## PAGE EXCERPT
_____
Democratic and Republican lawmakers laid out strikingly different views Tuesday of the Trump Administration's firing of Federal Emergency Management Agency workers in an era of increasingly frequent and severe natural disasters, with potential significant costs to states and localities.
The exchange was part of a House Committee on Homeland Security subcommitte hearing. Rep. Dale Strong, R-Ala, chairman of the Subcommittee on Emergency Management and Technology, said the hearing's purpose was to solicit feedback from emergency management community stakeholders to help guide President Donald Trump's Federal Emergency Management Agency Review Council as it explores what aspects of FEMA warrant the most reform.
President Trump established the FEMA Review Council via a Jan. 24 executive order. The future of FEMA is important for cities and states as federal support is seen as crucial to them as extreme weather events have become more common.
"Let me be clear – the American people cannot afford to let President Trump and Elon Musk take a chainsaw to FEMA," Rep. Tim Kennedy, D-N.Y., the subcommittee's ranking member, said during the hearing, which was entitled "Future of FEMA: Perspectives from the Emergency Management Community."
Disasters such as wildfires, floods and hurricanes "are striking harder and more often," Kennedy said, adding that he was "deeply concerned" about what he called "the Trump administration's attack on FEMA."
"President Trump has threatened to dismantle the agency, fired 200 employees, pushed out 800 more under Elon Musk's unfunded resignation scheme," Kennedy said. "It's a reckless and dangerous move that undermines disaster response when we need it the most."
During the hearing, Rep. Julie Johnson, D-Texas, also sharply criticized the Trump administration's firing of FEMA workers. Johnson asked witness Timothy Manning, a former deputy administrator for protection and national preparedness at FEMA, how federal, state and local governments can effectively prepare for and respond to growing climate threats without federal support. She also asked him what consequences those cuts would have for under-served communities.
In response, Manning said that "the change in policy to disincentivize or even prohibit the consideration of climate change will have (an) incredibly detrimental effect on preparedness" across the nation.
"It is changing … the complexion of hazards in America," he said. "There are more severe storms, more severe impacts than we have seen historically."
"If we only plan forward based on what we have experienced historically, we will be drastically under-preparing going forward and people will be in danger and may lose lives," Manning said.
Also during the hearing, Chairman Strong said there were a few areas of potential reform that he wanted to highlight. In recent years "FEMA's mission set has expanded greatly" to include tasks that go beyond preparing for and responding to "traditional disasters," he said.
_____
## RECORDED DATA
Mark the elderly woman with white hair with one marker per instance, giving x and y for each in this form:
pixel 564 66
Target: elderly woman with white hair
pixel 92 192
_____
## EXERCISE REQUIREMENTS
1) From the article on the FEMA hearing, set down the passage starting with "President Trump established" and going on through "become more common.".
2) In the article on the FEMA hearing, on what date did President Trump establish the FEMA Review Council?

## TASK-BY-TASK ANSWERS
1)
President Trump established the FEMA Review Council via a Jan. 24 executive order. The future of FEMA is important for cities and states as federal support is seen as crucial to them as extreme weather events have become more common.

2) Jan. 24